Selected text:
========================
The fine resolution guidance we are analyzing can get the forecast wrong yet probabilistically verify. It may seem strange but the models do not have to be perfect, they just have to be smooth enough (tuned, bias corrected) to be reliable. The smoothing is done on purpose to account for the fact that the discretized equations can not resolve more than 5-7 times the grid spacing. It is also done because the models have little skill below 10-14 times the grid spacing. As has been explained to me, this is approximately the scale at which the forecasts become statistically reliable. An example forecast of a 10 percent probability, in the reliable sense, will verify 10 percent of the time.
This makes competing with the model tough unless we have skill at deriving not only similar probabilities, but placing those probabilities in close proximity in space-time relative to observations. Re-wording this statement: Draw the radar at forecast hour X probabilistically. If you draw those probabilities to cover a large area you wont necessarily verify. But if you know the number of storms, their intensity, their longevity, and place them close to what was observed you can verify as well as the models. Which means, humans can be just as wrong but still verify their forecast well.
========================
Data below:

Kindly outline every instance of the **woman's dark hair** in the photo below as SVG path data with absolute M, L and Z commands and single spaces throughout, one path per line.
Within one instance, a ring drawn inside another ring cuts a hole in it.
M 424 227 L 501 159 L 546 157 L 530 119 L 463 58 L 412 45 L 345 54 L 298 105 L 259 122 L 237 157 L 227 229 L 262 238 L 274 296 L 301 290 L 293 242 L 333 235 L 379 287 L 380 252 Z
========================
Work order 1:
Summarize the passage on forecast verification in two sentences.
Work order 2:
Duplicate the passage on forecast verification from "This makes competing" up to and including "their forecast well.".

Answer area 1:
Fine resolution forecast guidance can get a forecast wrong yet still verify probabilistically, because the models need only be smooth enough, through tuning and bias correction, to be reliable, so that a 10 percent forecast verifies 10 percent of the time. Humans can compete with the models only by deriving similar probabilities and placing them close to observations in space-time, which means they too can be wrong yet still verify their forecasts well.

Answer area 2:
This makes competing with the model tough unless we have skill at deriving not only similar probabilities, but placing those probabilities in close proximity in space-time relative to observations. Re-wording this statement: Draw the radar at forecast hour X probabilistically. If you draw those probabilities to cover a large area you wont necessarily verify. But if you know the number of storms, their intensity, their longevity, and place them close to what was observed you can verify as well as the models. Which means, humans can be just as wrong but still verify their forecast well.